(Problem statement): Repeat everything in the listing exactly, except for the images.

(Data extracts):

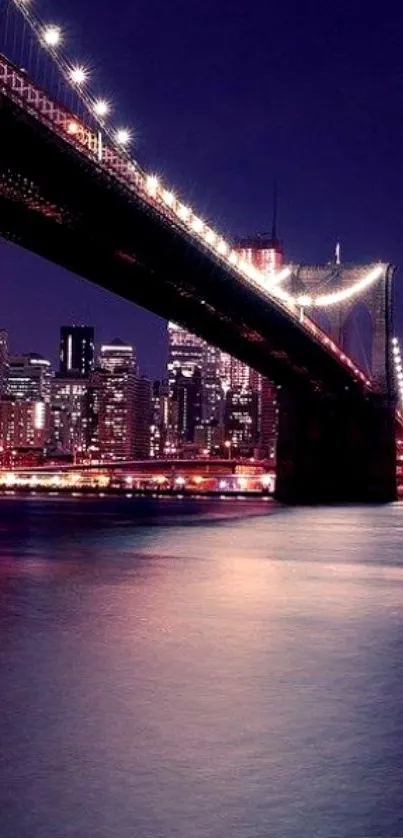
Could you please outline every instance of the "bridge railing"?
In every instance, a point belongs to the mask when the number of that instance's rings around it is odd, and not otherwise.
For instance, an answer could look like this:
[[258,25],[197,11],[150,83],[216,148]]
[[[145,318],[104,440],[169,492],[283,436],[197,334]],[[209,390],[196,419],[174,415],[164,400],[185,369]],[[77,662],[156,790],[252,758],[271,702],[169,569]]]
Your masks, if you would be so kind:
[[119,181],[122,186],[134,191],[150,208],[174,224],[186,236],[190,236],[198,247],[233,272],[238,280],[249,286],[252,284],[259,294],[287,312],[317,343],[324,346],[347,368],[353,378],[360,381],[364,387],[371,388],[371,380],[363,370],[302,312],[300,306],[292,301],[281,300],[270,293],[265,276],[254,265],[243,260],[238,252],[190,207],[169,189],[164,188],[156,177],[147,174],[137,163],[130,160],[123,150],[119,151],[105,142],[102,130],[95,131],[86,125],[81,118],[32,83],[24,71],[18,70],[4,56],[0,56],[0,90],[18,105],[23,104],[36,119],[48,125],[64,141],[81,154],[85,154],[93,164]]

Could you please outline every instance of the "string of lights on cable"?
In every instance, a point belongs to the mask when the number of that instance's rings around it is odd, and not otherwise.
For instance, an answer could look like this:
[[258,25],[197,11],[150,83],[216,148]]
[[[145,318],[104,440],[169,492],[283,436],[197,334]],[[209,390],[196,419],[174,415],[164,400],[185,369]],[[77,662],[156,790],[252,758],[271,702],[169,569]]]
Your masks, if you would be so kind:
[[[68,40],[66,29],[55,22],[45,22],[40,17],[34,0],[8,0],[8,3],[21,13],[27,23],[32,37],[40,50],[44,51],[59,71],[67,89],[74,94],[74,101],[78,102],[84,111],[84,119],[80,113],[71,111],[71,118],[67,126],[67,133],[77,142],[82,142],[93,153],[99,163],[111,160],[111,149],[125,164],[125,177],[129,187],[140,190],[142,195],[156,206],[159,211],[172,218],[188,235],[198,243],[214,253],[215,258],[224,262],[228,269],[236,271],[237,275],[249,283],[253,283],[256,290],[268,295],[278,305],[287,308],[296,318],[301,310],[326,308],[345,302],[366,291],[378,281],[383,273],[382,265],[377,265],[358,281],[342,289],[335,289],[328,293],[293,294],[287,290],[287,279],[292,277],[292,266],[286,266],[279,271],[274,269],[267,273],[259,270],[252,262],[247,261],[234,249],[230,242],[212,228],[186,202],[180,199],[174,190],[168,187],[164,180],[155,173],[146,172],[131,156],[130,146],[134,141],[134,132],[127,126],[114,128],[110,122],[113,107],[110,97],[95,95],[92,91],[92,77],[90,65],[81,61],[72,61],[65,52]],[[95,132],[90,134],[91,125]],[[119,167],[116,165],[117,170]],[[120,166],[119,173],[123,169]],[[306,316],[304,325],[316,337],[320,338],[320,330]]]

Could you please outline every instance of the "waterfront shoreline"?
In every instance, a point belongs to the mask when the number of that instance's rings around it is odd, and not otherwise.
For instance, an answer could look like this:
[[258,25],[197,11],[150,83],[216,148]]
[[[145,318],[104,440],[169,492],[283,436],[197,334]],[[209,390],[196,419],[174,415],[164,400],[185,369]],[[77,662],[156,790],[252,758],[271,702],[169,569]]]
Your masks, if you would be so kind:
[[0,498],[6,497],[97,497],[97,498],[176,498],[178,500],[197,499],[197,500],[274,500],[273,494],[270,492],[255,492],[255,491],[192,491],[191,489],[163,489],[156,491],[155,489],[133,489],[128,490],[124,487],[110,487],[97,490],[93,487],[81,487],[80,489],[72,489],[71,487],[60,487],[58,489],[49,489],[47,487],[37,486],[32,489],[26,487],[15,486],[10,489],[1,488]]

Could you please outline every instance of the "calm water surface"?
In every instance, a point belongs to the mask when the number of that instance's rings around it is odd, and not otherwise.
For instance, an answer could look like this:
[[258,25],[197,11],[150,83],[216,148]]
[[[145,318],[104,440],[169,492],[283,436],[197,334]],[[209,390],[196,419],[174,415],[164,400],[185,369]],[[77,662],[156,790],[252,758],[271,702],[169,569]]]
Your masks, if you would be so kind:
[[403,508],[0,501],[1,838],[401,838]]

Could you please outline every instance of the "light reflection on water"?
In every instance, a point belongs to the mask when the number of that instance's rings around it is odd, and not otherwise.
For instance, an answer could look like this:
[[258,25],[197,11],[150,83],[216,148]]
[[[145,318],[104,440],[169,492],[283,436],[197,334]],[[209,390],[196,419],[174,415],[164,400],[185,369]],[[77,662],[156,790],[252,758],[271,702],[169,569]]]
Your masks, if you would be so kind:
[[0,511],[2,838],[403,835],[401,506]]

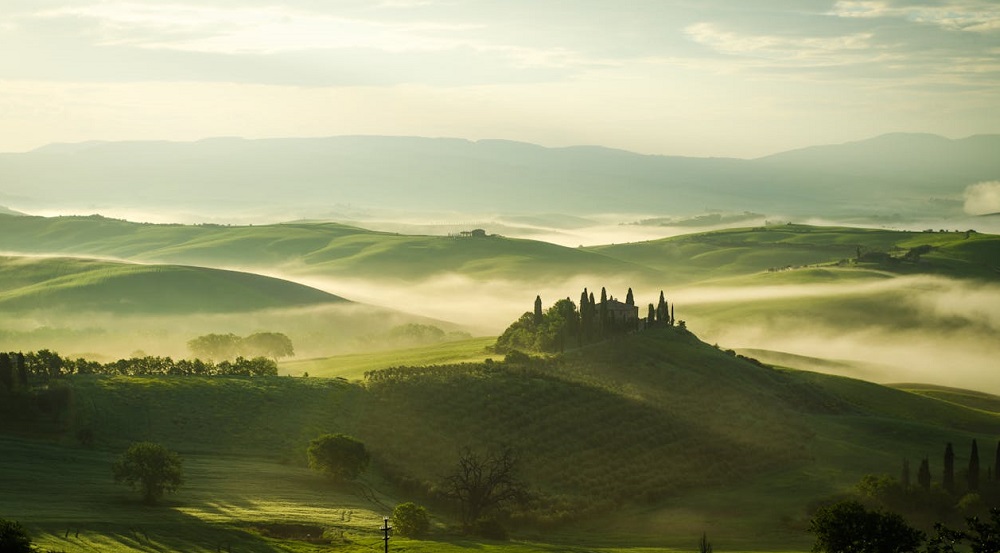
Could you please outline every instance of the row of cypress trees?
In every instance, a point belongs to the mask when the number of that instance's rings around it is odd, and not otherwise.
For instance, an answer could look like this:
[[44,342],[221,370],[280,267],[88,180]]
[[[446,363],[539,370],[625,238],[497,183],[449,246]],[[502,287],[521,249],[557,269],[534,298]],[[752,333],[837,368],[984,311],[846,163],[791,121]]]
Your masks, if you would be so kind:
[[[969,452],[969,468],[965,474],[966,480],[966,491],[970,493],[978,492],[981,480],[981,467],[979,463],[979,445],[976,440],[972,440],[972,447]],[[902,484],[904,487],[910,486],[910,462],[907,459],[903,460],[903,478]],[[986,469],[986,479],[987,480],[1000,480],[1000,442],[997,442],[996,457],[993,462],[993,467],[987,467]],[[925,490],[929,490],[931,487],[931,470],[930,462],[927,457],[924,457],[920,461],[920,468],[917,469],[917,485]],[[955,449],[952,447],[951,442],[944,448],[944,470],[941,475],[941,487],[944,488],[948,493],[955,493]]]

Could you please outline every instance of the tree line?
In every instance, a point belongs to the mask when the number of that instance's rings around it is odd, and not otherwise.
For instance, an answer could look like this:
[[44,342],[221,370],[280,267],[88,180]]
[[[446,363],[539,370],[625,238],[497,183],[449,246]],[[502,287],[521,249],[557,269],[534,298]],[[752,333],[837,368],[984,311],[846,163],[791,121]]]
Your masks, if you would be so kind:
[[604,287],[601,288],[600,302],[596,301],[593,292],[584,288],[579,308],[573,300],[565,298],[543,311],[541,296],[535,296],[534,310],[525,312],[507,327],[497,339],[496,351],[555,353],[565,351],[567,347],[582,347],[646,328],[675,324],[684,326],[684,321],[674,319],[674,305],[666,300],[662,290],[658,302],[647,306],[645,317],[639,313],[631,288],[623,302],[630,312],[616,314],[610,306],[617,307],[618,303],[614,297],[609,299]]
[[67,359],[43,349],[33,352],[0,352],[0,391],[27,390],[54,378],[73,374],[123,376],[274,376],[278,363],[267,357],[237,357],[218,363],[201,359],[137,356],[107,363],[83,358]]

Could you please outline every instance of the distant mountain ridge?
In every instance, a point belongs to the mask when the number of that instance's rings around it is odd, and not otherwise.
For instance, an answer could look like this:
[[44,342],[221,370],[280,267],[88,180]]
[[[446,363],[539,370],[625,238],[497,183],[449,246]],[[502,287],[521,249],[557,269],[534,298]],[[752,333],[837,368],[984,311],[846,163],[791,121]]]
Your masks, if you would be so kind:
[[463,212],[789,215],[961,212],[1000,179],[1000,135],[891,134],[745,160],[506,140],[339,136],[53,144],[0,154],[15,209],[127,206],[238,212],[334,205]]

(Task output):
Could you please outline every instance of the "bridge railing"?
In every instance, a point belongs to the mask when the number of that instance's rings around it is odd, and not otherwise.
For instance, an answer could look like this:
[[258,25],[197,11],[150,83],[216,148]]
[[[145,318],[104,440],[169,492],[283,436],[197,334]],[[209,390],[196,419],[174,415],[164,400],[185,369]],[[77,662],[156,790],[252,758],[271,702],[169,569]]]
Your masks, if you would be so kind:
[[119,181],[122,186],[134,191],[150,208],[174,224],[186,236],[190,236],[198,247],[233,272],[238,280],[249,286],[252,284],[259,294],[287,312],[317,343],[324,346],[347,368],[353,378],[360,381],[364,387],[371,388],[371,380],[363,370],[302,312],[300,306],[292,301],[281,300],[270,293],[265,276],[254,265],[243,260],[238,252],[190,207],[169,189],[164,188],[156,177],[147,174],[137,163],[130,160],[123,150],[119,151],[105,142],[102,130],[95,131],[86,125],[81,118],[32,83],[24,71],[18,70],[4,56],[0,56],[0,90],[18,105],[23,104],[36,119],[48,125],[64,141],[81,154],[85,154],[93,164]]

Could you please outline every instance of the "string of lights on cable"?
In every instance, a point belongs to the mask when the number of that instance's rings around it is odd, and not otherwise.
For instance, an answer could look like this:
[[258,25],[197,11],[150,83],[216,148]]
[[[145,318],[104,440],[169,492],[283,436],[197,334]],[[209,390],[196,419],[174,415],[164,400],[185,369]],[[77,662],[156,790],[252,758],[271,702],[169,569]]]
Your masks, if you would be so kind:
[[[68,40],[66,29],[55,22],[45,22],[40,17],[34,0],[8,0],[8,3],[21,13],[27,23],[32,37],[40,50],[44,51],[59,71],[67,89],[74,94],[74,101],[78,102],[84,111],[84,119],[80,113],[71,111],[71,118],[67,126],[67,133],[77,142],[82,142],[93,153],[99,163],[111,160],[111,149],[125,164],[125,177],[129,187],[140,190],[142,195],[156,206],[159,211],[172,218],[188,235],[198,243],[214,253],[215,258],[224,262],[228,269],[236,271],[237,275],[249,283],[253,283],[256,290],[268,295],[278,305],[287,308],[296,318],[301,310],[326,308],[345,302],[366,291],[378,281],[383,273],[382,265],[377,265],[358,281],[342,289],[335,289],[328,293],[293,294],[287,290],[287,279],[292,277],[292,266],[286,266],[279,271],[274,269],[267,273],[259,270],[252,262],[247,261],[234,249],[230,242],[212,228],[186,202],[180,199],[174,190],[168,187],[164,180],[155,173],[146,172],[131,156],[130,146],[134,141],[134,132],[127,126],[114,128],[110,122],[113,107],[110,97],[95,95],[92,91],[92,77],[90,65],[81,61],[72,61],[65,52]],[[95,132],[90,134],[91,125]],[[119,167],[116,165],[117,170]],[[120,166],[119,173],[123,169]],[[306,316],[304,325],[316,337],[320,338],[320,330]]]

Could you please outline every instance of the "waterfront shoreline"?
In every instance, a point belongs to the mask when the number of that instance's rings around it is odd, and not otherwise.
For instance, an answer could look like this:
[[258,25],[197,11],[150,83],[216,148]]
[[[145,318],[104,440],[169,492],[283,436],[197,334]],[[209,390],[196,419],[174,415],[164,400],[185,369]],[[77,662],[156,790],[252,758],[271,702],[169,569]]]
Your masks, if you would be so kind:
[[0,498],[6,497],[97,497],[97,498],[176,498],[178,500],[197,499],[197,500],[274,500],[273,494],[270,492],[255,492],[255,491],[192,491],[191,489],[163,489],[156,491],[155,489],[133,489],[128,490],[124,487],[110,487],[97,490],[93,487],[81,487],[80,489],[72,489],[71,487],[60,487],[58,489],[49,489],[47,487],[37,486],[32,489],[26,487],[15,486],[10,489],[1,488]]

Could you please outline every instance of the "calm water surface"?
In every instance, a point belongs to the mask when the number of that instance's rings around it is odd, and not otherwise.
For instance, an answer could look like this:
[[258,25],[197,11],[150,83],[216,148]]
[[[145,318],[104,440],[169,492],[283,436],[197,334]],[[209,390],[196,419],[174,415],[164,400],[185,369]],[[77,662],[156,790],[252,758],[271,702],[169,569]]]
Your masks, if you would be so kind:
[[403,508],[0,501],[1,838],[401,838]]

Could you please outline every instance of the "light reflection on water"?
In every instance, a point belongs to the mask when the number of that instance's rings around it is odd, and not otherwise.
For instance, an answer could look like this:
[[258,25],[197,11],[150,83],[216,148]]
[[[145,318],[104,440],[169,492],[283,436],[197,334]],[[209,390],[196,419],[174,415],[164,400],[185,369]],[[77,662],[156,790],[252,758],[271,702],[169,569]]]
Your masks, if you would be so kind:
[[0,511],[2,838],[403,835],[401,506]]

Could you please outline every instance of the row of cypress trees?
In every instance, a point belongs to the mask when the number of that instance's rings around it is odd, and not otherwise.
For instance, an answer could look like this:
[[44,342],[221,370],[280,267],[88,180]]
[[[446,363],[539,370],[625,238],[497,183],[449,246]],[[502,287],[521,249],[557,269],[534,298]],[[752,333],[837,368],[984,311],[846,163],[791,121]]]
Your masks, if you would be so kind:
[[[969,452],[969,468],[965,474],[966,480],[966,491],[970,493],[978,492],[981,480],[981,467],[979,463],[979,445],[976,440],[972,440],[972,447]],[[902,484],[904,487],[910,486],[910,462],[907,459],[903,460],[903,478]],[[986,469],[986,479],[987,480],[1000,480],[1000,442],[997,442],[996,457],[993,462],[993,467],[987,467]],[[925,490],[929,490],[931,487],[931,470],[930,462],[927,457],[924,457],[920,461],[920,468],[917,469],[917,485]],[[955,449],[952,447],[951,442],[944,448],[944,470],[941,475],[941,487],[944,488],[948,493],[955,493]]]

Could you please outline every instance of the tree line?
In every instance, a point belongs to the mask when the number of that instance's rings around it is odd, and not otherwise.
For instance, an answer could look like this:
[[44,342],[221,370],[280,267],[88,180]]
[[[446,363],[539,370],[625,238],[497,183],[449,246]],[[502,287],[521,249],[557,269],[534,298]],[[752,333],[837,368],[984,311],[846,163],[791,121]]]
Your masks, if you would be so kind:
[[604,287],[601,288],[600,302],[596,301],[593,292],[584,288],[579,308],[573,300],[565,298],[543,311],[541,296],[535,296],[534,310],[525,312],[507,327],[497,339],[496,351],[555,353],[565,351],[567,347],[582,347],[646,328],[675,324],[684,326],[684,321],[674,319],[674,305],[666,300],[662,290],[658,302],[647,306],[645,317],[639,313],[631,288],[623,302],[630,312],[616,314],[610,306],[617,307],[618,303],[614,297],[609,299]]
[[67,359],[43,349],[33,352],[0,352],[0,391],[27,390],[54,378],[73,374],[123,376],[274,376],[278,363],[267,357],[237,357],[218,363],[201,359],[137,356],[107,363],[83,358]]

Could you please outline every instance of the distant mountain ridge?
In every instance, a point belongs to the mask when the number of that instance's rings around it is odd, and not otherwise.
For instance, an answer could look like this:
[[44,342],[221,370],[280,267],[88,180]]
[[[446,363],[539,370],[625,238],[497,183],[449,246]],[[502,287],[521,249],[557,269],[534,298]],[[752,333],[837,368],[984,311],[846,163],[791,121]]]
Your masks, if you would be so kind:
[[463,212],[789,215],[961,212],[1000,179],[1000,135],[891,134],[745,160],[506,140],[339,136],[53,144],[0,154],[15,209],[127,206],[238,212],[334,205]]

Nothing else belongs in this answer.